-- SUPPLIED RECORDS follows --

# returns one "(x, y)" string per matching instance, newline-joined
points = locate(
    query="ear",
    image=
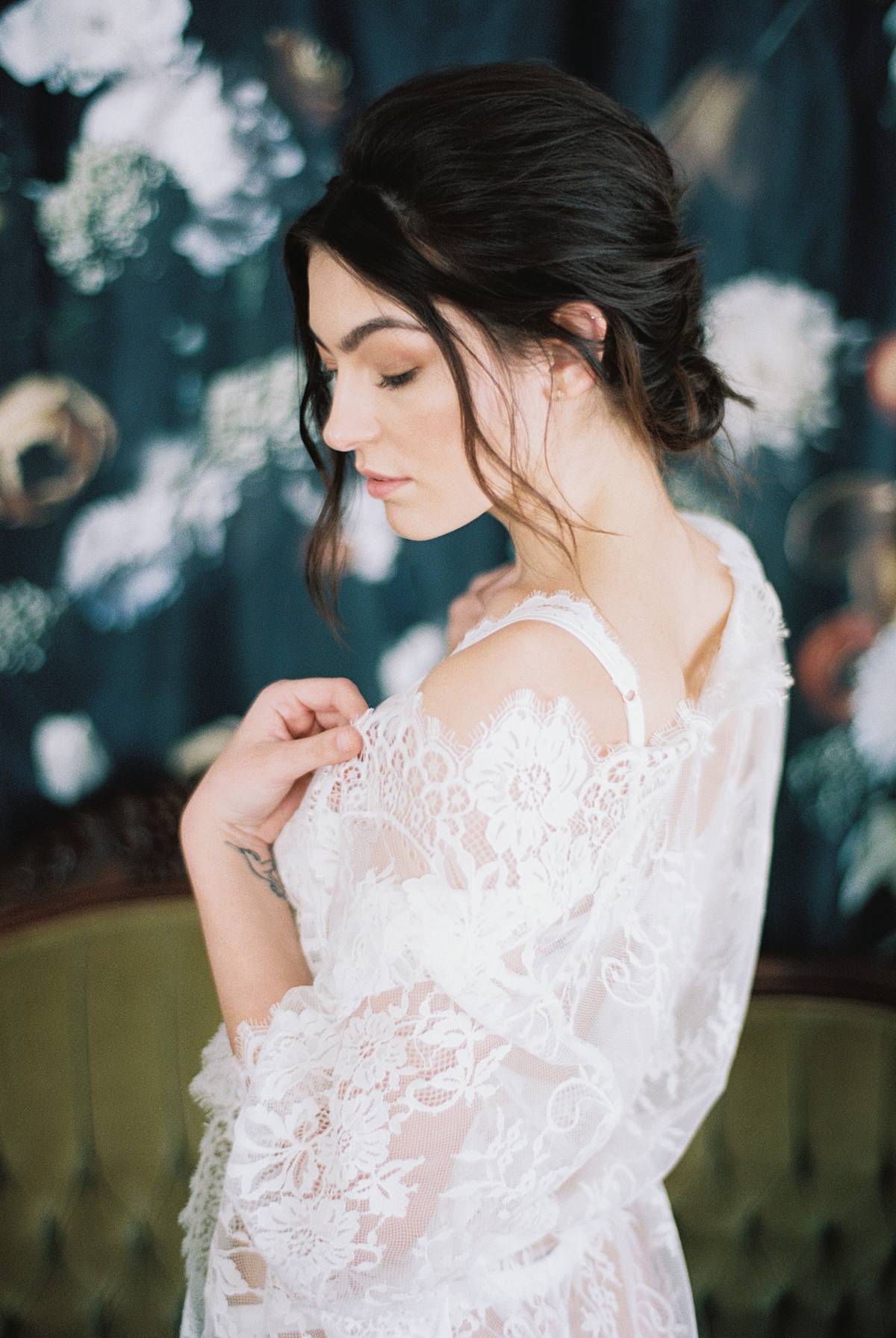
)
(570, 374)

-- SUPPLIED RECORDS concluded --

> _WHAT THE TASK ASKS_
The records above are to be restated word for word, with every picture left out.

> _RESPONSE TO THE TASK_
# returns one "(x, y)" string per matching instance, newline-joined
points = locate(
    query="ear",
    image=
)
(570, 374)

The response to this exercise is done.